▶ Task material:
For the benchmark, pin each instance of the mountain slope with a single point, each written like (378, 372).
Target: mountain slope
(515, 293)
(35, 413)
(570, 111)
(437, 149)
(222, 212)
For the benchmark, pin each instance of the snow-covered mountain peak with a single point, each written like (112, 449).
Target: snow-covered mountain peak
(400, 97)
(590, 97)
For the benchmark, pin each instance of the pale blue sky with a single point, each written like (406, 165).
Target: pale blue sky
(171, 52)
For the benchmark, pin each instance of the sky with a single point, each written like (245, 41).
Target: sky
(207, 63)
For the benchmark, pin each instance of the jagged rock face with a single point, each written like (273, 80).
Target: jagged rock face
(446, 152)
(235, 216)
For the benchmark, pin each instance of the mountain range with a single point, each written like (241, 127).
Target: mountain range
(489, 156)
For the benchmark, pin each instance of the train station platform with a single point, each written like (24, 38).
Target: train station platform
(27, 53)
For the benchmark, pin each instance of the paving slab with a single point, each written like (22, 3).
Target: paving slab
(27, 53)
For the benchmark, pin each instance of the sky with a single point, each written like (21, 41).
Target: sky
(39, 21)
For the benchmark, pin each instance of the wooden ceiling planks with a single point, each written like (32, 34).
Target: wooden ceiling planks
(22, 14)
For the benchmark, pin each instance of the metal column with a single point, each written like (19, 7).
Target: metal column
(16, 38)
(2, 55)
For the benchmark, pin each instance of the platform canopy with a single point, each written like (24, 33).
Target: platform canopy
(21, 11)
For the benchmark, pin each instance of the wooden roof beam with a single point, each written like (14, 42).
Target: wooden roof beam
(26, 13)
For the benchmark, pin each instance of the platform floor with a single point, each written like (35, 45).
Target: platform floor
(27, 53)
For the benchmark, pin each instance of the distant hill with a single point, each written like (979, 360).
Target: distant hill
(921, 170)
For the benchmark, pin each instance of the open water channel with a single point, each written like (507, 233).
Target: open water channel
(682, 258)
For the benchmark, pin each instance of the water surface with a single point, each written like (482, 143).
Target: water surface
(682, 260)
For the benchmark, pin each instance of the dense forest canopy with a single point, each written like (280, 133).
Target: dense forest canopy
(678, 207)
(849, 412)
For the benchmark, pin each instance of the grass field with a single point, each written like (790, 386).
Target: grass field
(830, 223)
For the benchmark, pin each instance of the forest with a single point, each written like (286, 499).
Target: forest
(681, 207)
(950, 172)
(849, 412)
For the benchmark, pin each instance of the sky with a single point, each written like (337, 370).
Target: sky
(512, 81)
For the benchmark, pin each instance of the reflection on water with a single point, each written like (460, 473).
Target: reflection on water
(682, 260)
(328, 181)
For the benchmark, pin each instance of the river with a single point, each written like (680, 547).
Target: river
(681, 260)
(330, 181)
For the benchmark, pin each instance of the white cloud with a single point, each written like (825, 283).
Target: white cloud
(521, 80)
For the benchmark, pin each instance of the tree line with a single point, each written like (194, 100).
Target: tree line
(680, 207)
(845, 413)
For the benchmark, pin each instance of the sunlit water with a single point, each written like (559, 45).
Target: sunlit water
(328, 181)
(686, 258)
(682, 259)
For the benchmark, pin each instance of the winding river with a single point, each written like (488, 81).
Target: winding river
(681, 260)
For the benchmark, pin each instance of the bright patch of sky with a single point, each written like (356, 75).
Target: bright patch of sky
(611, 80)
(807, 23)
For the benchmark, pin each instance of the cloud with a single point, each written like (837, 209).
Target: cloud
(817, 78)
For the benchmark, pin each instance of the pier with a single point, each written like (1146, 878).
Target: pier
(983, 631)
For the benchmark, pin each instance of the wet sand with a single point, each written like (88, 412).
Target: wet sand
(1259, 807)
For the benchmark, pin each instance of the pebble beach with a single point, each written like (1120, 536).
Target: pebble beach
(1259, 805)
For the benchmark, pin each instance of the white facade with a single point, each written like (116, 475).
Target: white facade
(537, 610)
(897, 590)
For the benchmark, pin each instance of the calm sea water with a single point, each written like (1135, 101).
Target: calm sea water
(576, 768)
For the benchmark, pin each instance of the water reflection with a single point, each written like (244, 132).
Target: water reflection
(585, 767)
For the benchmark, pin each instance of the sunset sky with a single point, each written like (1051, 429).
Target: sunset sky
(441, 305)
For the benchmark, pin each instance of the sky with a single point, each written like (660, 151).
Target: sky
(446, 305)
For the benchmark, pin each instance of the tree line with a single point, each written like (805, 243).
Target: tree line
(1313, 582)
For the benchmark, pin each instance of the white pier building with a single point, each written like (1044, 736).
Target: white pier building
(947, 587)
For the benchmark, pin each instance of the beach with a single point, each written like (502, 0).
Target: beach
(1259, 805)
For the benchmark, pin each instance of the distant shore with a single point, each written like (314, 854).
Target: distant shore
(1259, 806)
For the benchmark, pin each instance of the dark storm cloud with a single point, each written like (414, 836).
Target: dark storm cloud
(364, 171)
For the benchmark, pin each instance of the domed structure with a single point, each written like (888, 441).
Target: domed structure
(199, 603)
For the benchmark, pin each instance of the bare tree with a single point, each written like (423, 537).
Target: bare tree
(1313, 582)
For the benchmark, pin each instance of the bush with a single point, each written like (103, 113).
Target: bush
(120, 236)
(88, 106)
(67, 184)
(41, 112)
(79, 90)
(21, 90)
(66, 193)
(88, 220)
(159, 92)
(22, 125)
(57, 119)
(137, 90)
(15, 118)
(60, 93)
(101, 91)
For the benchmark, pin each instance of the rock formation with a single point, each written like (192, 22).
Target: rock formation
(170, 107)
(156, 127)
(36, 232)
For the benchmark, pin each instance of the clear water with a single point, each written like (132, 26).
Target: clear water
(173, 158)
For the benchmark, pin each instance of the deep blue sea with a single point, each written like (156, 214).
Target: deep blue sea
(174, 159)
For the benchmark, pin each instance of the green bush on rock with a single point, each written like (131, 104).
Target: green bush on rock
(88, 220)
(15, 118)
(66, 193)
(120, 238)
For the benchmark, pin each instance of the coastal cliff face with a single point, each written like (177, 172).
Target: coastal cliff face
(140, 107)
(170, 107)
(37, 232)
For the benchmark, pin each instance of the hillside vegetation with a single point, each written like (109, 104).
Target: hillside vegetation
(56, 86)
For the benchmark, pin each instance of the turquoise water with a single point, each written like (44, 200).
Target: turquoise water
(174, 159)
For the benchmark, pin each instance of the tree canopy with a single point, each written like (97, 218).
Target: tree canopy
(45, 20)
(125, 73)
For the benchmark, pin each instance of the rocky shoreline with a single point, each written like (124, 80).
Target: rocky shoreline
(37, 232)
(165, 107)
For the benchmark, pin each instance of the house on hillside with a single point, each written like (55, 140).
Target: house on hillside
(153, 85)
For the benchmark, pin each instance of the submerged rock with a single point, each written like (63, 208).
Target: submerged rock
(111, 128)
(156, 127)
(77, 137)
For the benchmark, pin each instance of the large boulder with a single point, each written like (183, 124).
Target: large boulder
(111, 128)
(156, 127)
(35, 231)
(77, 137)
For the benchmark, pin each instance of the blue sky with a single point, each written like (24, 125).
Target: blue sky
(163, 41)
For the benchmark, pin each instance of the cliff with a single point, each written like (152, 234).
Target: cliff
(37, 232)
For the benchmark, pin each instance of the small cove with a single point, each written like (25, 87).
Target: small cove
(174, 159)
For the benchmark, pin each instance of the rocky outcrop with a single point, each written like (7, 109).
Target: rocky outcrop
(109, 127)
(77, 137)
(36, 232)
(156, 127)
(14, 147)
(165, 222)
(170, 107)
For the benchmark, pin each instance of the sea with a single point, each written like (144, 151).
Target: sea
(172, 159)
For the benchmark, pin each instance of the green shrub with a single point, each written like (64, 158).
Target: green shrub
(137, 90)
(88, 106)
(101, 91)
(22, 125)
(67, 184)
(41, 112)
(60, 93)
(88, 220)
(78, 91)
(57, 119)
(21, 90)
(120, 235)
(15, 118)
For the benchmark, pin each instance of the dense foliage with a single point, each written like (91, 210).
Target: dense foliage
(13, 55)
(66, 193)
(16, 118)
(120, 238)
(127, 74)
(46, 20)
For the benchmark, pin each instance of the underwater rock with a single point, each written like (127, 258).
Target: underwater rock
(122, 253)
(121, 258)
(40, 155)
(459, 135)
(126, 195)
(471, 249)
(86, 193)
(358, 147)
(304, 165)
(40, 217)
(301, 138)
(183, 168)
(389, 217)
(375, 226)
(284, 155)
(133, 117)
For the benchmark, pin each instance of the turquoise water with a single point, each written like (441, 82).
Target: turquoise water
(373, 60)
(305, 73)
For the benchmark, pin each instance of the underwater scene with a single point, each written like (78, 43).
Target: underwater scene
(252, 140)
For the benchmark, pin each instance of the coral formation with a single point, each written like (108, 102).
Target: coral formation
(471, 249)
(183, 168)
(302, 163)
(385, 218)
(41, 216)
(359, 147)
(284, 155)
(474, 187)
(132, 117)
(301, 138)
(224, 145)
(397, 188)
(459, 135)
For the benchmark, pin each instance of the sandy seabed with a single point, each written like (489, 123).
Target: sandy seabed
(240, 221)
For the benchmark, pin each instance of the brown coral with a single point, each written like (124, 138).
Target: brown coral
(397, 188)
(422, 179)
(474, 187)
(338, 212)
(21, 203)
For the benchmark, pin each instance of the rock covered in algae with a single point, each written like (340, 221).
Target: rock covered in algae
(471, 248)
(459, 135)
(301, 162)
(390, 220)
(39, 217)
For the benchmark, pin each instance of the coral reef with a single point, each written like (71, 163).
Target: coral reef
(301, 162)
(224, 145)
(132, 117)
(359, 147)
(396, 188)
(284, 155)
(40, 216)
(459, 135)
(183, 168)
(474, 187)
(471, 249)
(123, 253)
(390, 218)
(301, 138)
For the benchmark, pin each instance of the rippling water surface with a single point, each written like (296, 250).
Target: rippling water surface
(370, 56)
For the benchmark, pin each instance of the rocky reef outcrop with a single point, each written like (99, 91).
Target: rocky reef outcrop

▶ Directive: Copy the records word for word, from the line with "For the benchmark, pin each instance of the rock covered" up to and including the last line of the records.

▶ Result of this task:
For the benchmark, pin each instance of the rock covered in algae with a single point, each written like (340, 221).
Target: rock covered in algae
(471, 248)
(459, 135)
(301, 162)
(390, 220)
(39, 217)
For the benchmark, pin each instance of the coral reef with a single point, each written like (71, 163).
Target: coral reef
(301, 162)
(224, 145)
(132, 117)
(359, 147)
(396, 188)
(284, 155)
(40, 216)
(459, 135)
(183, 168)
(474, 187)
(471, 249)
(123, 253)
(390, 218)
(301, 138)
For the benchmark, pin each instance of the rippling water surface with a single point, each written like (296, 250).
Target: rippling water surface
(370, 56)
For the benchmark, pin each instance of the rocky reef outcrop with a single point, each written like (99, 91).
Target: rocky reef outcrop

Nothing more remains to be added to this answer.